## Job
Take all the material and copy it exactly.

## Records from a dataset
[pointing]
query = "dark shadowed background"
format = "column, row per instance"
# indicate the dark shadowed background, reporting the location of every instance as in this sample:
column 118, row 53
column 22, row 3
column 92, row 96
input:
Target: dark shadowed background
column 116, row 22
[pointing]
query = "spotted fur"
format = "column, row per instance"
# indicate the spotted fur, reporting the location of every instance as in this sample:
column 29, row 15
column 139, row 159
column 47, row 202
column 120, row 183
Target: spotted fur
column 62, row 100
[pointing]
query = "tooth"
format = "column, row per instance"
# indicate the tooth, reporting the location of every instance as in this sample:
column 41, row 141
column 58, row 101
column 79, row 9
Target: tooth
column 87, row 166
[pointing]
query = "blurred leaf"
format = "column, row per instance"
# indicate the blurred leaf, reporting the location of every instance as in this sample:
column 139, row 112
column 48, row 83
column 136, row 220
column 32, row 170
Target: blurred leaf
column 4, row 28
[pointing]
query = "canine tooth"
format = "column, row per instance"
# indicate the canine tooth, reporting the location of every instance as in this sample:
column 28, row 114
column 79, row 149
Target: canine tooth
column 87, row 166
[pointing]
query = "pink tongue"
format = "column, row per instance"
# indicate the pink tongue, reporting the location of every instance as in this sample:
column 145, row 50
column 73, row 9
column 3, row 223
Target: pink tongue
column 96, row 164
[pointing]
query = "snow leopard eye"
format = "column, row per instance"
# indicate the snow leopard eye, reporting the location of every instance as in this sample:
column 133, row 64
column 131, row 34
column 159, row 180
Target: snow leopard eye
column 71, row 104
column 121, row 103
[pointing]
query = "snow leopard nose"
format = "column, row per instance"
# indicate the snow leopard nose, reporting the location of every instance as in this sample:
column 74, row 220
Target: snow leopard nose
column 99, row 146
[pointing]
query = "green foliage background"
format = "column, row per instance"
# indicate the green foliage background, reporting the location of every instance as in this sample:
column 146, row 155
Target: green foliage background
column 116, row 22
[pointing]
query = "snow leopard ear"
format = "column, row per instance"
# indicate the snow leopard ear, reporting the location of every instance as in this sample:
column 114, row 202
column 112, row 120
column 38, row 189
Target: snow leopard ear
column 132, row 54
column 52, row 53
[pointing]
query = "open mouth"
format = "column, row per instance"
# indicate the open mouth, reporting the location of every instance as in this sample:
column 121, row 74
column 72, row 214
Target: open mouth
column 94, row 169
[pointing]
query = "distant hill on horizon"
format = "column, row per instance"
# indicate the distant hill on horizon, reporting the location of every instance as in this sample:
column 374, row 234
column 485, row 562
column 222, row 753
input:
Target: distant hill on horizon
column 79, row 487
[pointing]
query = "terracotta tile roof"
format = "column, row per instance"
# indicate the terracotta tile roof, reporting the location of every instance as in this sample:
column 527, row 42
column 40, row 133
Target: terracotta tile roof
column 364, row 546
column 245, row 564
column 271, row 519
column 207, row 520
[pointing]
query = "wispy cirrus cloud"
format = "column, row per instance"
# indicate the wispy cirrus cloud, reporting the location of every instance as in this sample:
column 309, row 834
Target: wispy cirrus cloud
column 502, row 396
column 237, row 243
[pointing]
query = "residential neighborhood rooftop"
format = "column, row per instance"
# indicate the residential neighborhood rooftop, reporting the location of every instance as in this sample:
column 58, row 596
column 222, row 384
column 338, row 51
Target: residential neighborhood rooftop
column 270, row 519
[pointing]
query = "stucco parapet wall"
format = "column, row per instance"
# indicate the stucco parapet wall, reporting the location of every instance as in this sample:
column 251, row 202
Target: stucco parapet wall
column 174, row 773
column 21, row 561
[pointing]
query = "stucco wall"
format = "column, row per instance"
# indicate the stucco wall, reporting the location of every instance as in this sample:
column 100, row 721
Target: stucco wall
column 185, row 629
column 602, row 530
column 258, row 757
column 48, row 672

## Exercise answer
[pointing]
query = "dark shadowed background"
format = "column, row per instance"
# indicate the dark shadowed background, reporting the location of every instance as in this sample:
column 118, row 53
column 22, row 3
column 92, row 96
input:
Target: dark shadowed background
column 116, row 22
[pointing]
query = "spotted fur"
format = "column, row per instance"
# indicate the spotted fur, reporting the location of every instance as in this sample:
column 29, row 15
column 139, row 159
column 47, row 202
column 120, row 183
Target: spotted fur
column 62, row 100
[pointing]
query = "tooth"
format = "column, row per instance"
# indicate the tooth, reporting the location of every instance as in this sample:
column 41, row 141
column 58, row 101
column 79, row 9
Target: tooth
column 87, row 166
[pointing]
query = "blurred leaf"
format = "column, row per instance"
# indicate the blurred leaf, reporting the location of every instance as in this sample:
column 139, row 112
column 48, row 83
column 136, row 220
column 32, row 170
Target: blurred leaf
column 4, row 28
[pointing]
query = "canine tooth"
format = "column, row per instance"
# indicate the canine tooth, reporting the location of every instance as in this sample:
column 28, row 114
column 79, row 149
Target: canine tooth
column 87, row 166
[pointing]
query = "pink tongue"
format = "column, row per instance"
# indicate the pink tongue, reporting the location of every instance as in this sample:
column 145, row 50
column 73, row 9
column 3, row 223
Target: pink tongue
column 96, row 164
[pointing]
query = "snow leopard eye"
format = "column, row per instance"
# indicate the snow leopard eye, reporting the location of every instance as in this sample:
column 133, row 64
column 131, row 34
column 159, row 180
Target: snow leopard eye
column 71, row 104
column 121, row 103
[pointing]
query = "snow leopard nose"
format = "column, row per instance"
# indicate the snow leopard nose, reporting the location of every instance as in this sample:
column 74, row 220
Target: snow leopard nose
column 99, row 146
[pointing]
query = "green foliage background"
format = "column, row per instance"
# indicate the green foliage background, reporting the location of every instance as in this sample:
column 146, row 155
Target: green foliage background
column 116, row 22
[pointing]
query = "snow leopard ear"
format = "column, row per instance"
# indicate the snow leopard ear, reporting the location of every instance as in this sample:
column 114, row 202
column 112, row 120
column 38, row 189
Target: snow leopard ear
column 132, row 54
column 52, row 53
[pointing]
query = "open mouth"
format = "column, row per instance"
# indicate the open mouth, reporting the location of every instance as in this sample:
column 121, row 74
column 72, row 214
Target: open mouth
column 94, row 169
[pointing]
query = "distant hill on horizon"
format = "column, row per instance"
# indicate the distant hill on horizon, reporting the location of every instance as in this sample:
column 374, row 234
column 485, row 562
column 222, row 753
input:
Target: distant hill on horizon
column 79, row 487
[pointing]
query = "terracotta tile roof"
format = "column, row per instance"
# indicate the terracotta tile roof, reporting the location of every instance as in this sample:
column 527, row 42
column 40, row 133
Target: terracotta tile roof
column 364, row 546
column 245, row 564
column 271, row 519
column 207, row 520
[pointing]
query = "wispy cirrus cloud"
format = "column, row per instance"
# indicate the wispy cirrus cloud, reporting the location of every instance as in this sample:
column 309, row 834
Target: wispy cirrus cloud
column 502, row 396
column 237, row 243
[pointing]
query = "residential neighborhood rooftop"
format = "column, row per instance"
# indicate the residential neighborhood rooftop, reporting the location of every instance as in this sample:
column 58, row 596
column 222, row 384
column 338, row 51
Target: residential neighborhood rooftop
column 270, row 519
[pointing]
query = "stucco parapet wall"
format = "column, row per instance"
# indicate the stucco parapet wall, reporting the location of every instance as in this sample:
column 251, row 202
Target: stucco parapet wall
column 174, row 773
column 21, row 561
[pointing]
query = "stucco wall"
format = "column, row per instance"
# indicate the stucco wall, reporting the location of every instance as in this sample:
column 100, row 721
Target: stucco wall
column 185, row 629
column 602, row 530
column 258, row 757
column 48, row 672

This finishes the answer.